▶ Problem description
Please scale the material starting at the line containing "Each instance receives one keypoint. Mark the child" and ending with the last line of the material, reproducing every line, requests included. Multiply each answer coordinate by 1.55 and round to whole numbers, with halves rounded up, but leave the numbers in the requests and their format samples unchanged.

↓

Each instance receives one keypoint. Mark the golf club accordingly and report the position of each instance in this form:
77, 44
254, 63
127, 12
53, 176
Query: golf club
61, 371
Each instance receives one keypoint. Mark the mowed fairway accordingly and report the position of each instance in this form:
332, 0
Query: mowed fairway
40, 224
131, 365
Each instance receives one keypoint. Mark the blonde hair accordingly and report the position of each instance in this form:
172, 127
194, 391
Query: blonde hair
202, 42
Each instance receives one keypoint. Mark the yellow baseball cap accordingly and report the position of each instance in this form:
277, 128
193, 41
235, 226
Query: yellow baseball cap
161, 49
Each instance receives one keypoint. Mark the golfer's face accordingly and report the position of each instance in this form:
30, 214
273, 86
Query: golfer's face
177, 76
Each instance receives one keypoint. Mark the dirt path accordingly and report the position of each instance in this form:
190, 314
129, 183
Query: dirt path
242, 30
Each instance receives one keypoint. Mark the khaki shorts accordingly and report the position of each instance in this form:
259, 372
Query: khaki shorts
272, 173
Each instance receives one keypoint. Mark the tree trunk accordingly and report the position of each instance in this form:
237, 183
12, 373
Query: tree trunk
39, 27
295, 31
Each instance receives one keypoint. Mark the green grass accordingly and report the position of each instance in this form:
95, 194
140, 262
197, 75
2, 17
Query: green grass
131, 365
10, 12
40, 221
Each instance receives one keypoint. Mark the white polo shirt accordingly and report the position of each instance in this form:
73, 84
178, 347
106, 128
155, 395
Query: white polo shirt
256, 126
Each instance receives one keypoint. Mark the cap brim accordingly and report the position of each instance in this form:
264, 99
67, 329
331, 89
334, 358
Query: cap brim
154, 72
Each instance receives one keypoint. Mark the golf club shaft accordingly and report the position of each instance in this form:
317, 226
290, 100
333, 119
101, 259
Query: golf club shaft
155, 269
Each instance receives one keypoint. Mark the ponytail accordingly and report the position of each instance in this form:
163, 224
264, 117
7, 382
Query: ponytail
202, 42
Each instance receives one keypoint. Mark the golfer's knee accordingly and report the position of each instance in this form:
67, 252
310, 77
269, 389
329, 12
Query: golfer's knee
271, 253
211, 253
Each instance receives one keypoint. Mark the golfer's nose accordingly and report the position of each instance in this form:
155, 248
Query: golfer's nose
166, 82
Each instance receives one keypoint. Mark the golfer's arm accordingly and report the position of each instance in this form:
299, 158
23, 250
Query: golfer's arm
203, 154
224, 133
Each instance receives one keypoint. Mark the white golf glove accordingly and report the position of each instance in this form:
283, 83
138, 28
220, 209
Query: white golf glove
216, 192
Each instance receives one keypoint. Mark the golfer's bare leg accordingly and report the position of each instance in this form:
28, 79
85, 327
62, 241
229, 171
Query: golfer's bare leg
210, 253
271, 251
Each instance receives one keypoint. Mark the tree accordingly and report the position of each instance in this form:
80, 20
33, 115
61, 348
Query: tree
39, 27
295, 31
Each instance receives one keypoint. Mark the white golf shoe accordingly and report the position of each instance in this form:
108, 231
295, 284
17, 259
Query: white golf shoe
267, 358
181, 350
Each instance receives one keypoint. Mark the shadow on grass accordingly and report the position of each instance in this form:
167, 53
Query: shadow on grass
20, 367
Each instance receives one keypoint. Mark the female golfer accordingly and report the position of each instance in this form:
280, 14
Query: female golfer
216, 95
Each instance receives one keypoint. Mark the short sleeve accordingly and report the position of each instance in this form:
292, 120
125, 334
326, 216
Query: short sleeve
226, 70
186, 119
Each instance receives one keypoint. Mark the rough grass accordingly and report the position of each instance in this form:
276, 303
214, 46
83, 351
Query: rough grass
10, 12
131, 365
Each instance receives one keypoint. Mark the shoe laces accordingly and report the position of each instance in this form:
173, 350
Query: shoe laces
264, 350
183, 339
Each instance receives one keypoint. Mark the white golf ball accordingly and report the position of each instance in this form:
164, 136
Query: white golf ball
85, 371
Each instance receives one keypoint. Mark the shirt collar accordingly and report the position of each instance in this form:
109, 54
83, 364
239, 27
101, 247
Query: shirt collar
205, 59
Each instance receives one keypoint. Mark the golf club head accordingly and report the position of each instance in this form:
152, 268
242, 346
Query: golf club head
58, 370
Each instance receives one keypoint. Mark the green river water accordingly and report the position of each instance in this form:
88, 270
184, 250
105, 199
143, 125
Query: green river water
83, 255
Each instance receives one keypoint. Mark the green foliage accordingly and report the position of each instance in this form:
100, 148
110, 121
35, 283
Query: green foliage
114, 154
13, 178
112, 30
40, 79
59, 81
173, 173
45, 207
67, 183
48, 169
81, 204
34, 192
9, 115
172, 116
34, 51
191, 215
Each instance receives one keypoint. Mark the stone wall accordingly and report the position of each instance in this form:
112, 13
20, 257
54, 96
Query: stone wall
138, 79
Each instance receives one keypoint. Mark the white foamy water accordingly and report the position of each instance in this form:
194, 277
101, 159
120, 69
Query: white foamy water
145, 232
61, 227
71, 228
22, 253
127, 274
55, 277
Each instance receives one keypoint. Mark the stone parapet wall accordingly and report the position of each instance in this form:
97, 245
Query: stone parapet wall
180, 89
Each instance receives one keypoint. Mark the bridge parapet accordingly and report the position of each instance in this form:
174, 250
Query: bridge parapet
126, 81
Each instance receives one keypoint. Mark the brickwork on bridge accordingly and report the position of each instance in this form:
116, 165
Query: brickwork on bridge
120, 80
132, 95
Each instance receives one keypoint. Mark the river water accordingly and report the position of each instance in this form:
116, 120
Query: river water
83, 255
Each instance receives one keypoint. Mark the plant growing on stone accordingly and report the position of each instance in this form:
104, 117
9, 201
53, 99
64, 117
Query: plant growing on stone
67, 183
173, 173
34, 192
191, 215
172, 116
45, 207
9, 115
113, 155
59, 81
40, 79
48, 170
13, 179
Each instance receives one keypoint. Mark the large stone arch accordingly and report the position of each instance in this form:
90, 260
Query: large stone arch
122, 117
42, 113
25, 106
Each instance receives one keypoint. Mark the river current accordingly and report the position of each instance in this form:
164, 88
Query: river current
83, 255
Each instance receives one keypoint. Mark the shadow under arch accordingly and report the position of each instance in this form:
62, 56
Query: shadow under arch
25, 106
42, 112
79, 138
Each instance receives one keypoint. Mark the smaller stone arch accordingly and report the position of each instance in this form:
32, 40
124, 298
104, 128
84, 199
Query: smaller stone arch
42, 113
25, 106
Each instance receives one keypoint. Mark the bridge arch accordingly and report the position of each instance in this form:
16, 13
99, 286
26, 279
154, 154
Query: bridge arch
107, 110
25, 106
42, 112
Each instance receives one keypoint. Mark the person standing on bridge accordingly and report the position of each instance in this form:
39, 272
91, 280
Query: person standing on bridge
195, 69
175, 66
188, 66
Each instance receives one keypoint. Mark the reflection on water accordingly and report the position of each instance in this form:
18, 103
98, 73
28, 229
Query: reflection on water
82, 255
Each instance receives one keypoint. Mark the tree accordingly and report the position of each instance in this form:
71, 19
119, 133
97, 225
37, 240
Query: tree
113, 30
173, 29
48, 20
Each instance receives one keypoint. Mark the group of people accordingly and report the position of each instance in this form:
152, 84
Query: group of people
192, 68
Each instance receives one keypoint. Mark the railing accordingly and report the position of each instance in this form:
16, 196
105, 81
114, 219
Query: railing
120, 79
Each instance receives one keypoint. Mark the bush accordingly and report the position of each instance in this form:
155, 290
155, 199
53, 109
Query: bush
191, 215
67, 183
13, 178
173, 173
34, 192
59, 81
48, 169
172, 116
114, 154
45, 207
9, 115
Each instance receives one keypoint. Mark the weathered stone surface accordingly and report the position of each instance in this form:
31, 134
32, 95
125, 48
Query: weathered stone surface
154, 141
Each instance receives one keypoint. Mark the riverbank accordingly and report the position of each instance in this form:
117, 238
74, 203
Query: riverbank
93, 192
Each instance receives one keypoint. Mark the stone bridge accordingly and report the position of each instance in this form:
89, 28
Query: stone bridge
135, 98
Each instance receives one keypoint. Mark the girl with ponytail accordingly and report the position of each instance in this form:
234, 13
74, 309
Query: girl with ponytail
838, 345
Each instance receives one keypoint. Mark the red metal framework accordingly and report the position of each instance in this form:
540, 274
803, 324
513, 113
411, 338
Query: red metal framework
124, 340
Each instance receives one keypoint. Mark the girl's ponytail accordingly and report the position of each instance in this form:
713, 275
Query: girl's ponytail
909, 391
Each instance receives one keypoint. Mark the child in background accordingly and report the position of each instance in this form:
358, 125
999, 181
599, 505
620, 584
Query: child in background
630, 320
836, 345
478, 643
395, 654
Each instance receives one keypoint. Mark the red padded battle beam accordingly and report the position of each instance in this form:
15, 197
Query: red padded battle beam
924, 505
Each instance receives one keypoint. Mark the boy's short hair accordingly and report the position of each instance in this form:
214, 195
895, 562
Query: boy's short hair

↑

▶ The solution
Each instance receives one keypoint. Mark the child in background accordingly and report the position of each instance in this form:
358, 125
999, 181
599, 505
620, 584
Query: child in background
977, 496
1296, 535
741, 997
612, 1014
Each instance receives one keypoint. Mark the red padded battle beam accordingly and report the position of each instance in this form:
15, 197
Query: red padded battle beam
1432, 783
Each instance receives one keypoint. Mark the boy's short hair accordingly and report the position of each instance in this form:
214, 195
895, 562
Query: boy's short hair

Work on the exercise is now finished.